>>>>>
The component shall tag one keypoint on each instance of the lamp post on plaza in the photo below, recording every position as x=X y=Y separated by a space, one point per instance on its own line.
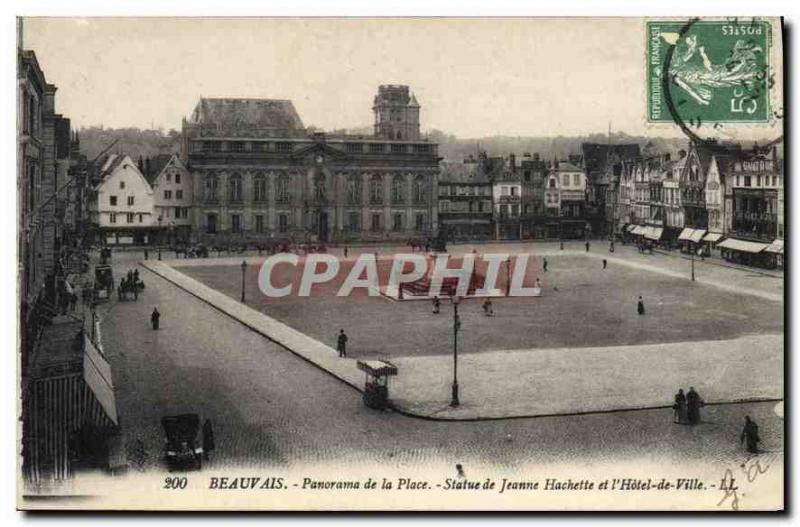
x=244 y=267
x=456 y=326
x=508 y=276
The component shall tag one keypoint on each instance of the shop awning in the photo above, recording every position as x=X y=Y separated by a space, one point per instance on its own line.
x=775 y=247
x=654 y=233
x=697 y=235
x=712 y=237
x=742 y=245
x=685 y=235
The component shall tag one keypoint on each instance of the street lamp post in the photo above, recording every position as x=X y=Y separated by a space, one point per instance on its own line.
x=244 y=267
x=456 y=326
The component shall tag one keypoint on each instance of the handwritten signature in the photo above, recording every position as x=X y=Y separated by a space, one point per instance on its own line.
x=752 y=469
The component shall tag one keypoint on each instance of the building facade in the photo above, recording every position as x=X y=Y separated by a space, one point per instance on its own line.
x=257 y=172
x=465 y=199
x=173 y=196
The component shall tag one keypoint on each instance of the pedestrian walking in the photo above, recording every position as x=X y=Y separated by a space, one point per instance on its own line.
x=693 y=404
x=155 y=316
x=341 y=344
x=750 y=435
x=208 y=439
x=679 y=408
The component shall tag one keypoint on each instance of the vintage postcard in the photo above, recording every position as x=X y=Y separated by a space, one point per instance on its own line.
x=401 y=264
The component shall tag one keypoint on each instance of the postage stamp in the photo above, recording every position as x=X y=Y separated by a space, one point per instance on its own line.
x=709 y=71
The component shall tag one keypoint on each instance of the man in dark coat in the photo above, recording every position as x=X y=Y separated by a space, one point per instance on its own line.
x=154 y=317
x=750 y=435
x=208 y=438
x=693 y=404
x=341 y=344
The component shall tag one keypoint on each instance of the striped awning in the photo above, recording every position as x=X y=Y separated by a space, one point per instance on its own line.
x=742 y=245
x=776 y=247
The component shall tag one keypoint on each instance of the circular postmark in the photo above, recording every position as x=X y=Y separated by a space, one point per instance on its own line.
x=717 y=81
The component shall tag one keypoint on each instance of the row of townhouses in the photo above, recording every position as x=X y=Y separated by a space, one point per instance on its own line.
x=68 y=408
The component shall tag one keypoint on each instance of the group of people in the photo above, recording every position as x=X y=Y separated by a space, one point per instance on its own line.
x=687 y=407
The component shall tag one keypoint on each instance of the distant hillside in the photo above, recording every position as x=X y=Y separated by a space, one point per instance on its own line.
x=147 y=143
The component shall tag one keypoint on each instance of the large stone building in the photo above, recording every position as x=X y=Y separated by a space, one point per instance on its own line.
x=258 y=172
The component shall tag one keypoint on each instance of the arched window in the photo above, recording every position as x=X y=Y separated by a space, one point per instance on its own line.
x=235 y=187
x=420 y=190
x=259 y=188
x=212 y=184
x=282 y=189
x=376 y=189
x=398 y=189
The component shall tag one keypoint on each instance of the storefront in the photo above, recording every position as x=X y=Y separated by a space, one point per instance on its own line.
x=690 y=239
x=745 y=252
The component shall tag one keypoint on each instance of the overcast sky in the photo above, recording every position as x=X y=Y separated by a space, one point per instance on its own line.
x=472 y=78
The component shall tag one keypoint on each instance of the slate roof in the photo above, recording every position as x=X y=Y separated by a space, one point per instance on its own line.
x=247 y=113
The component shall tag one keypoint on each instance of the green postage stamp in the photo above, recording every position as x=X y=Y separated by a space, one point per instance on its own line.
x=704 y=72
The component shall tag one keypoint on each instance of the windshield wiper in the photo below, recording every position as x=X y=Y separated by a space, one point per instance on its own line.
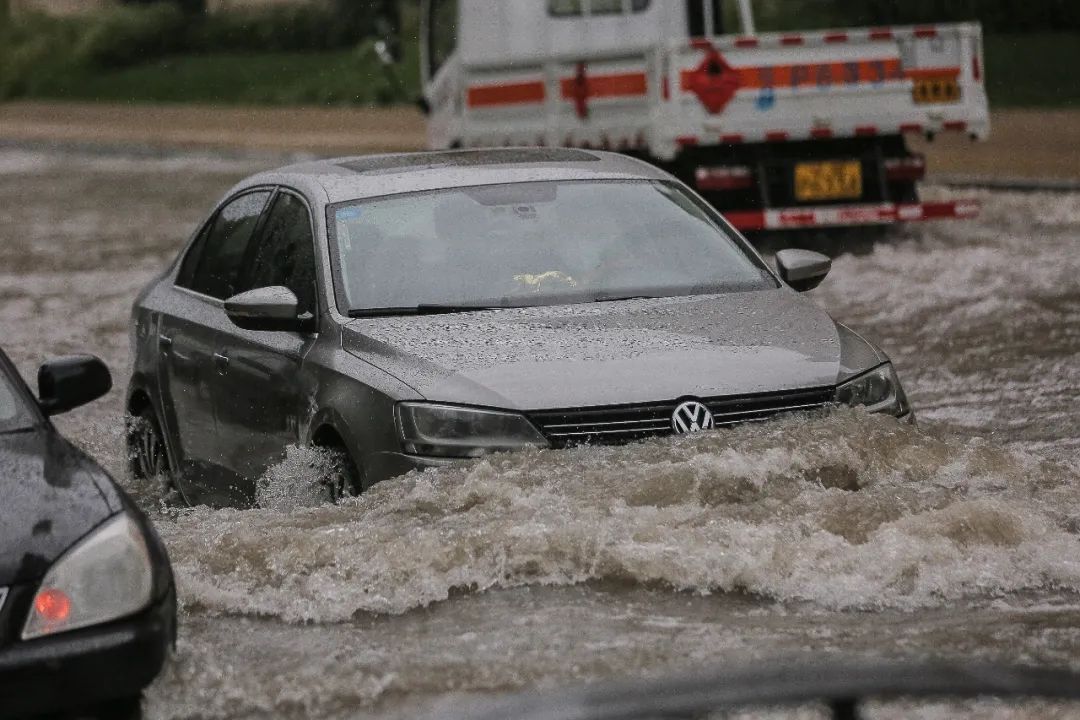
<<<<<
Action item =>
Restate the material above word for word, so that nothing changes except that the pictures are gone.

Solution to this problem =>
The component shall tag one keypoint on each instance of the lamp post on plaza in the photo below, recording every position as x=X y=Y separated by a space, one point per instance on its own line.
x=244 y=267
x=456 y=326
x=508 y=276
The component shall tag one keypoint on each instance of the shop awning in the photo above, recording every position as x=X y=Y separated by a space, one point per instance on its own line.
x=775 y=247
x=654 y=233
x=697 y=235
x=712 y=237
x=742 y=245
x=685 y=235
The component shall tag one keypoint on each instance of the street lamp post in the photo above, recording every position as x=X y=Y separated by a space, one point per instance on its own line.
x=244 y=267
x=456 y=326
The component shall tag one keypoint on each instance of the handwritten signature in the photo above, recording every position as x=X y=Y separated by a space, one point per instance on its own line.
x=752 y=469
The component shall tag one keypoint on each instance of the building facade in the photo above, recording every position as x=X y=Y separated by a space, one point per instance on its own line.
x=257 y=172
x=465 y=199
x=173 y=196
The component shall tag one keypoint on each instance of the pedestrian walking in the photo above, recording every position as x=X y=Y separated by a space, one point per instance on its own line.
x=693 y=404
x=155 y=316
x=341 y=344
x=750 y=435
x=208 y=439
x=679 y=408
The component shall tag one keypoint on each instance of the vintage postcard in the photo above, recording every position as x=X y=Y separated by a space, one point per instance on its own line.
x=401 y=264
The component shall tag one keypoint on each instance of the postage stamp in the photo above, recording every position as x=X y=Y separated by a space, one point per instance on its own line.
x=709 y=71
The component shall tag one keypoint on each instance of the man in dark coat in the photo above, recording every position as x=X y=Y separated by a space, one point per instance on its own line.
x=154 y=317
x=750 y=435
x=208 y=438
x=693 y=404
x=341 y=344
The component shall tag one keypoint on each instance of the striped awning in the photo above, recording every position as x=X y=Y separated by a space, one point per instance on its own line.
x=742 y=245
x=776 y=247
The component shall tag one keypoint on each instance of the circular postmark in the photo above, recording every position as x=X y=Y separated by a space, one point per instance on its own line.
x=717 y=81
The component shall tag one keypoint on each instance of the row of townhouses in the photo above, recording every position as x=X y=Y separated by a space, one point per instance on its own line.
x=68 y=408
The component shall tag one keypoint on each instance of the group of people in the photo above, recording every position as x=X y=Y separated by a space, one point per instance on its own line.
x=687 y=407
The component shall tag one keypoint on each instance of the distant hillside in the photo above, recording every position as x=X y=Y separated by a space, one point per instance on its own line.
x=147 y=143
The component shall tag one keypoint on each instance of the large stone building in the photo above, recording every position as x=X y=Y separated by a space, one point per instance on its own line.
x=258 y=172
The component shall tag one keypoint on each instance of the arched window in the photo above, recording every position as x=X y=Y separated by a space, one point per instance on its own line.
x=235 y=187
x=420 y=190
x=259 y=188
x=212 y=184
x=282 y=189
x=376 y=189
x=398 y=189
The component shall tag one keypoint on each instance of the storefront in the photo above, recording every position as x=X y=Y separated by a space, one point per instance on its own line.
x=690 y=239
x=745 y=252
The component shall tag one keypoint on each instance of the overcast sky in the photo above, recording every position as x=X y=Y separated by a space, one point per instance on its own line.
x=472 y=78
The component shall tag one keypoint on each instance of the slate roof in the photo above, recording every position as x=X y=Y separated by a space, one point per instance on its own line.
x=247 y=113
The component shall tag one keypoint on each instance of the green postage stamp in the photo above, recording every position as x=X y=Y separated by a space, one point per instance on its own line.
x=704 y=72
The component shall tag one keypoint on each instance of the windshield wiper in the photo below, recording every position as x=X y=Y separated by a space, one point per instance on its own line.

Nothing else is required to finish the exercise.